**SELECTED PASSAGE:**
+-------+

The danger we face today is that our rivals in Beijing, Moscow, Tehran, and Pyongyang each have their own models for how the world works and what they want to achieve, their own perspectives on how we might respond to their efforts to achieve what they desire, and their own assumptions about possible scenarios. No matter what we do or how good we are at collecting and analyzing intelligence, there will be significant uncertainty about those factors and the dynamics of how they might play out.

At the same time, we have very little slack in our own systems (whether military, commercial, or financial), should that uncertainty lead to scenarios we hadn’t anticipated or that we chose to ignore because they were undesirable.

We should adopt tools and methods to better understand these dynamics, but at the same time, we should be humble about what we can know. And we need a lot more resources dedicated to hedging against those risks. 

Downplaying the risk

The author of Lifting the Fog of War gives us a postscript. Admiral William Owens, a Rhodes Scholar and nuclear submarine officer, was vice chairman of the Joint Chiefs of Staff during President Clinton’s first term. He left the military to run a series of information-technology companies, as well as serve as CEO of AEA Holdings Asia, overseeing the company’s private equity and real estate investments in Asia, mostly in China. While advocating strongly for the adoption of the technology that his companies were selling, Owens also was an outspoken promoter of closer US-China ties and sought to downplay the security risks posed by Beijing (by 2009, most of his technology business models depended upon selling Chinese information-technology equipment to the United States). He served for nearly two years as the CEO of the Canadian telecom equipment manufacturer Nortel Networks (2004–5) just as Huawei was stealing its technology.

+-------+

**DATA SEGMENT:**
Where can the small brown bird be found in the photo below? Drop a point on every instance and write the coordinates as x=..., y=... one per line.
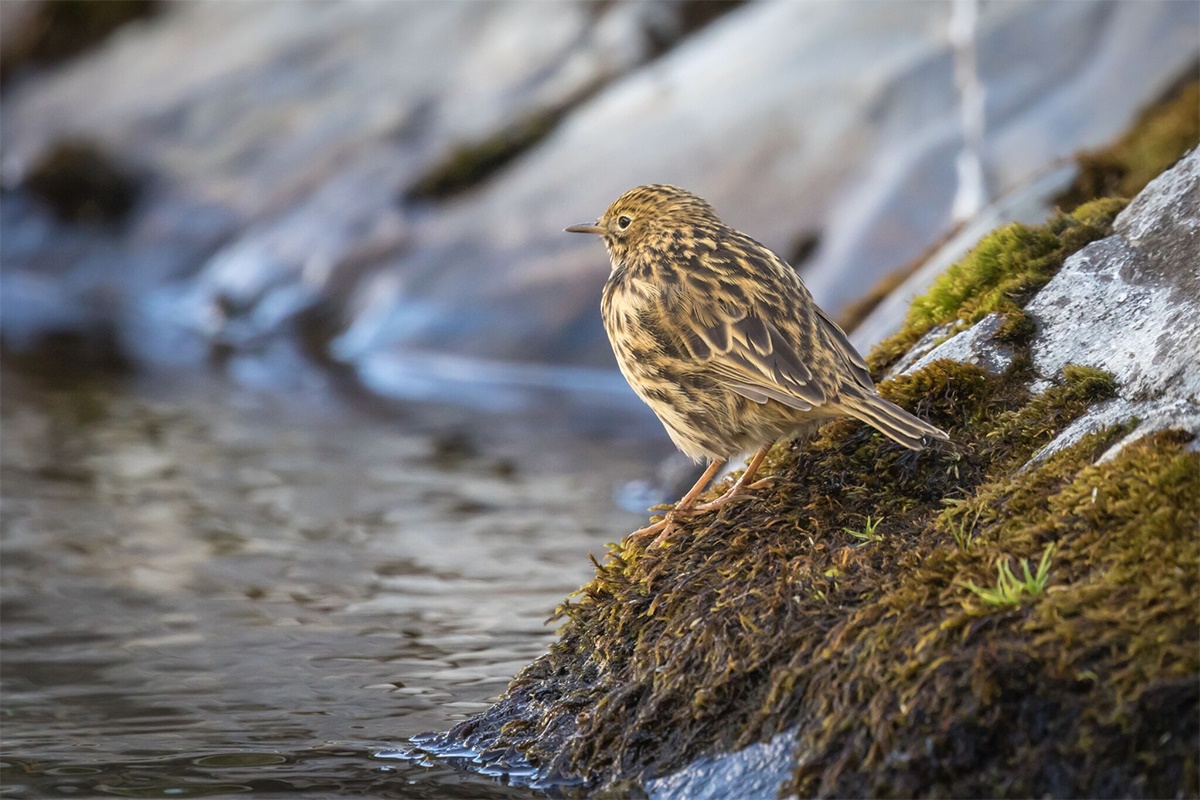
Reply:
x=721, y=338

+-------+

**DIRECTIVE 1:**
In the passage on strategic risk, which company did Admiral William Owens lead as CEO from 2004 to 2005?
**DIRECTIVE 2:**
Which cities does the passage on strategic risk name as the seats of rivals? List them all.
**DIRECTIVE 3:**
Continue the passage on strategic risk, starting after its final sentence.

**EXERCISE RESPONSE 1:**
Nortel Networks, the Canadian telecom equipment manufacturer.

**EXERCISE RESPONSE 2:**
Beijing, Moscow, Tehran, Pyongyang

**EXERCISE RESPONSE 3:**
Four years after Owens left, Nortel collapsed in Canada’s largest bankruptcy (some called it Canada’s Enron). That same year, Owens started lobbying heavily on behalf of Huawei Technologies through a partnership with a company he founded called Amerilink Telecom Corp., lending his bona fides as a national security professional and retired US Navy admiral to assuage security concerns over the use of Huawei equipment. Luckily, he failed to convince his former colleagues.

While pursuing these business ties with Beijing, Owens also started and led the American side of the Sanya Initiative at the EastWest Institute; this project collaborated with the People’s Liberation Army and United Front organizations like CAIFC (China Association for International Friendly Contact) to bring together retired US four-star generals and admirals with their Chinese counterparts to promote greater understanding. His work there culminated with his 2020 book, China-US 2039: The Endgame? Building Trust Over Future Decades, which advocated policies his Chinese counterparts had pushed for years.

Owens spent much of the past twenty-five years going out of his way to condition senior US military leaders (some of whom he had mentored) to view China as a partner, not a rival and potential adversary. I suspect he thought he was doing something noble, but his efforts, which clearly overlapped with his financial interests, complicated US policy making during a critical period.